_What you have to do:_ According to the S2L paper summary below, what fraction of the full MathInstruct dataset does S2L need to match its performance?

== Text section

SmallToLarge (S2L): Scalable Data Selection for Fine-tuning Large Language Models by Summarizing Training Trajectories of Small Models

📝 Paper Summary

Data Selection for Fine-tuning Efficient Training of LLMs

S2L selects high-quality fine-tuning data by clustering the training loss trajectories of a small proxy model, exploiting the finding that these trajectories predict gradient dynamics in much larger target models.

Core Problem

Selecting data for specialized domains (like math or medicine) is computationally expensive because heuristic metrics fail and using large models to score individual examples is prohibitive.

Why it matters:

Specialized domains (math, medicine, code) require high-quality SFT data, but generalist metrics like perplexity often fail to identify the most effective training examples due to distribution shifts
Scoring every training example with a target LLM (e.g., 7B+ parameters) to determine its value is too slow and resource-intensive for large datasets

Concrete Example: Metrics like perplexity derived from a pre-trained model might rank data points poorly for fine-tuning because they don't capture learning dynamics. S2L avoids this by observing actual training progress (loss over time) on a cheaper proxy model.

Key Novelty

Trajectory-Based Scalable Data Selection

Uses the sequence of loss values (trajectory) over the course of training a small 'proxy' model as a feature vector for each data point, rather than a single static score
Clusters these trajectories to group examples with similar learning dynamics, then samples uniformly from clusters to ensure gradient diversity during training of the large target model
Leverages the observation that training dynamics transfer across model scales, allowing a 70M parameter model to guide data selection for a 7B parameter model

Architecture

The conceptual workflow of the S2L data selection process.

Evaluation Highlights

Matches the performance of the full MathInstruct dataset using only 11% of the original data (approx. 30K examples vs 260K)
Achieves 32.7% accuracy on the MATH benchmark with just 50K training examples, improving the Phi-2 baseline by 16.6% (absolute percentage points implied by context)
Outperforms state-of-the-art data selection algorithms (including GraNd and EL2N) by an average of 4.7% across 6 in-domain and out-of-domain evaluation datasets

Breakthrough Assessment

8/10

Offers a highly practical solution to the 'compute vs. data quality' trade-off. Theoretical grounding of loss trajectory transfer across model scales is significant for efficient LLM training.

====
== Excerpted records

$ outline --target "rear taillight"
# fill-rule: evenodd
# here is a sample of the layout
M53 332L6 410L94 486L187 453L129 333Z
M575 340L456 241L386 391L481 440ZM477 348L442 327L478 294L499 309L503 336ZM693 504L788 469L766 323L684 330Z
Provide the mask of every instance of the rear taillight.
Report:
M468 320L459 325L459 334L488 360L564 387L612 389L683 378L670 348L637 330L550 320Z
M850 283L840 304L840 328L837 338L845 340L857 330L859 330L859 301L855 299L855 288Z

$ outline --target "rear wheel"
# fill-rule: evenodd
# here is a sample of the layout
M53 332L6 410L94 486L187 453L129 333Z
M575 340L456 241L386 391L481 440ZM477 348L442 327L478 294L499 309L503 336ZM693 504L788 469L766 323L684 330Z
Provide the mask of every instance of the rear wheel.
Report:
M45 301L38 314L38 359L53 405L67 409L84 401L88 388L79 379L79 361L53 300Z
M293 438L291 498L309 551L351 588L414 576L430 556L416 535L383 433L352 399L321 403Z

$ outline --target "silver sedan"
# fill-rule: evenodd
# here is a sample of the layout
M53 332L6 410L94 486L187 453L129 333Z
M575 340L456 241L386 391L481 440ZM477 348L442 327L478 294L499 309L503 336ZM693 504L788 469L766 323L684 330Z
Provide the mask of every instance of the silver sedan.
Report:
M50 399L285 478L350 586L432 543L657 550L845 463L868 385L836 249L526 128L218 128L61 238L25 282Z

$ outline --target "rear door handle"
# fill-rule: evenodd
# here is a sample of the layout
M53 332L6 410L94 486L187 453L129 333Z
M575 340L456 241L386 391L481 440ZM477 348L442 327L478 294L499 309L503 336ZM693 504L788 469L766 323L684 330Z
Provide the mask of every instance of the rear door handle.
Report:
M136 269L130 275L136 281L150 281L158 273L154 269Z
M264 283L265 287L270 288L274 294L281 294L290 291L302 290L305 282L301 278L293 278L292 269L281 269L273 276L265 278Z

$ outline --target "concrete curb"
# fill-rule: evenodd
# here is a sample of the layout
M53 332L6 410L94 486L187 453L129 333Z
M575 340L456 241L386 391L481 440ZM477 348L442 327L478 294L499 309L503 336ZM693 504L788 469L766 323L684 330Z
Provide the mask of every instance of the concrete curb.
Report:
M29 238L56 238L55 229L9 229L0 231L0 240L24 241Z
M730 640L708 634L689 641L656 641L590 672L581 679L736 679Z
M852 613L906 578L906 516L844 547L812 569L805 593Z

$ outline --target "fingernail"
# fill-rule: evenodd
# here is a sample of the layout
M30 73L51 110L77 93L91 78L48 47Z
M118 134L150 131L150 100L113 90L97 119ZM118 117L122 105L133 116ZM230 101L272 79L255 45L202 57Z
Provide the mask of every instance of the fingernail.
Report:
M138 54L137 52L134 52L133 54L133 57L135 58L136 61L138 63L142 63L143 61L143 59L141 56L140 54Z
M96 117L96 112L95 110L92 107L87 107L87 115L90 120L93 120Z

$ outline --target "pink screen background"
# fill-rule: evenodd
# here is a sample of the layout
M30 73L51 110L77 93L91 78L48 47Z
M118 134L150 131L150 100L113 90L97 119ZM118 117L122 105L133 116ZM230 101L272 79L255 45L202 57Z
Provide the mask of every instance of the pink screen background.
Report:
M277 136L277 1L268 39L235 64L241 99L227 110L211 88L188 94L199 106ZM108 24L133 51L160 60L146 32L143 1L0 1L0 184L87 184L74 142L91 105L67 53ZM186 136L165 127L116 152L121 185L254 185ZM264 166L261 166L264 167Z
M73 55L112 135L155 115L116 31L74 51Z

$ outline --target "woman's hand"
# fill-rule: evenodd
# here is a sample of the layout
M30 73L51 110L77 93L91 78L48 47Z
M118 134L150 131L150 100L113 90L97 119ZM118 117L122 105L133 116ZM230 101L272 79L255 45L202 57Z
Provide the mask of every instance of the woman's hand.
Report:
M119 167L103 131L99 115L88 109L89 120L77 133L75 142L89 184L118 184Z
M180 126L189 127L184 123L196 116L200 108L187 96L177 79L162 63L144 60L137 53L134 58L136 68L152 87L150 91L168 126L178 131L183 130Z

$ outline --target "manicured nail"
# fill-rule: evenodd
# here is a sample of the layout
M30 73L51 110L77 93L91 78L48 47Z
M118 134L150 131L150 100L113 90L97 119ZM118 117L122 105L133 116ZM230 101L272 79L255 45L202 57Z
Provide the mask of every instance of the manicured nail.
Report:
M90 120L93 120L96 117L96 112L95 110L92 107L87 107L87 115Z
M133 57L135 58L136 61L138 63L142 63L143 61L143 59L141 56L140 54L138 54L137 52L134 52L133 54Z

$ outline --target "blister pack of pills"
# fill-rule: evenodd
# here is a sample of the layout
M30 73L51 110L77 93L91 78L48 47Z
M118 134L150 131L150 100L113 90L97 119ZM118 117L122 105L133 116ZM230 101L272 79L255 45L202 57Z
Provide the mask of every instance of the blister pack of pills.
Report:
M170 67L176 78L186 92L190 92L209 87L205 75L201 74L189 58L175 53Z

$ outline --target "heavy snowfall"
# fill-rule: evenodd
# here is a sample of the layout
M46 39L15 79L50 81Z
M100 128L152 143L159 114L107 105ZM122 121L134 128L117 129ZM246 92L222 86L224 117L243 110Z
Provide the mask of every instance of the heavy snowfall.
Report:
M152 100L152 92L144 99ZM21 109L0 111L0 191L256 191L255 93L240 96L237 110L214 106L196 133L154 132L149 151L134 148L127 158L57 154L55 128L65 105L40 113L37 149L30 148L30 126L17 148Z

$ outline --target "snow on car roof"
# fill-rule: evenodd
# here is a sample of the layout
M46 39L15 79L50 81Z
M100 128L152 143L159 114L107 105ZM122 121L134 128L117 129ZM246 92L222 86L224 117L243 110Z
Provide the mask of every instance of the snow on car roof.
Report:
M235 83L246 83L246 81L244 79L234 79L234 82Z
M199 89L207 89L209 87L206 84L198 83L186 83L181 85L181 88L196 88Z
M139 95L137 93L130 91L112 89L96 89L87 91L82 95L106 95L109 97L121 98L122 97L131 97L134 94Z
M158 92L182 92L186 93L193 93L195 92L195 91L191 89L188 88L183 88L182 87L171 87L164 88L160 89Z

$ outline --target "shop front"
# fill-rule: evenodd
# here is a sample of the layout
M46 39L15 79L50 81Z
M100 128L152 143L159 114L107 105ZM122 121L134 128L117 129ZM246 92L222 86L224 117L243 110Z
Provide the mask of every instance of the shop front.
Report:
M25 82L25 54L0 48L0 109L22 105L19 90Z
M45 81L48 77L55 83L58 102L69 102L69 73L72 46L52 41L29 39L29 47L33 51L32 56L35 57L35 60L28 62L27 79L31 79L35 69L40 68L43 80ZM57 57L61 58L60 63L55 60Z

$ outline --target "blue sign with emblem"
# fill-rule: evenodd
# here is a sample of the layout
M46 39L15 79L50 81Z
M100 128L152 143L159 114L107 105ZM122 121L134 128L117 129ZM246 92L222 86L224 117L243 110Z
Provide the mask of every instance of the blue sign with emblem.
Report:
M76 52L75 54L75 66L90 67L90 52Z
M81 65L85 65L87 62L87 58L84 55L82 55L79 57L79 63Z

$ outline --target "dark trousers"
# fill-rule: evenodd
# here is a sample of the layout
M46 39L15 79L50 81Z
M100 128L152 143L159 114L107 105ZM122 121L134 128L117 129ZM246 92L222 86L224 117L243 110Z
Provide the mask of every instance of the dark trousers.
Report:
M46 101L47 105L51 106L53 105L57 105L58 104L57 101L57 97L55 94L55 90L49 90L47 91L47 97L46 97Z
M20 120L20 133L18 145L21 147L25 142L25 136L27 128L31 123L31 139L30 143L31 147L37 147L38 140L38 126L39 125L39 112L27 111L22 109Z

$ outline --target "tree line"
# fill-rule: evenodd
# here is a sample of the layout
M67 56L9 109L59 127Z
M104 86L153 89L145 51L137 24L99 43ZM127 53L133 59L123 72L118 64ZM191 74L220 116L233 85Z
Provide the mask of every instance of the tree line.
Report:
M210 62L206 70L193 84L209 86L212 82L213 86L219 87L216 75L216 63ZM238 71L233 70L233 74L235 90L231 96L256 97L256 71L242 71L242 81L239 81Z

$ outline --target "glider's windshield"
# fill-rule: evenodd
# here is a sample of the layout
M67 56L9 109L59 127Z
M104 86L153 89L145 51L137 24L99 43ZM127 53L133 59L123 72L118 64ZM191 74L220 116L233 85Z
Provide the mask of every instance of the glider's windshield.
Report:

====

_Answer box:_ About 11% of the original data, roughly 30K of 260K examples.